Supplied records
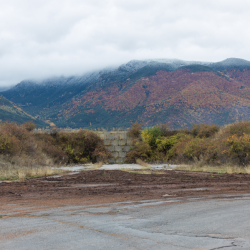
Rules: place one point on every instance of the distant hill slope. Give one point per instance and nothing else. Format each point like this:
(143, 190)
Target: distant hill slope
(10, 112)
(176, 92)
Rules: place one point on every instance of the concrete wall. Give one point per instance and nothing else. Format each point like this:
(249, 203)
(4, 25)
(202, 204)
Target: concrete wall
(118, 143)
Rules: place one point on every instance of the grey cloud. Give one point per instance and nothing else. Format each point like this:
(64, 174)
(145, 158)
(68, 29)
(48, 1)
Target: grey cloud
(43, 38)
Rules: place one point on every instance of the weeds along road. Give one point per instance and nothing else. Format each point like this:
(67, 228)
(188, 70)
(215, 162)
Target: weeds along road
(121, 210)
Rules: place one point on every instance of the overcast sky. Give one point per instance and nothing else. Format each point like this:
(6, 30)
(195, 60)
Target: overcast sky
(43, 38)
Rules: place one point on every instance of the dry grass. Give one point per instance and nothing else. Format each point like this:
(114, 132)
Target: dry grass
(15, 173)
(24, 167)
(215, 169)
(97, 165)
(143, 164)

==

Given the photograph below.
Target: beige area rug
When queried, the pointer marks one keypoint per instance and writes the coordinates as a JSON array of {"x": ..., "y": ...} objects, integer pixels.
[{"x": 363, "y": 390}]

Task brief
Pick out every line of the records that contains the string "wall", and copy each one. Case counts.

Solution to the exercise
Rules: place one point on every instance of the concrete wall. Give one point per instance and nothing else. Format each point like this:
Target: concrete wall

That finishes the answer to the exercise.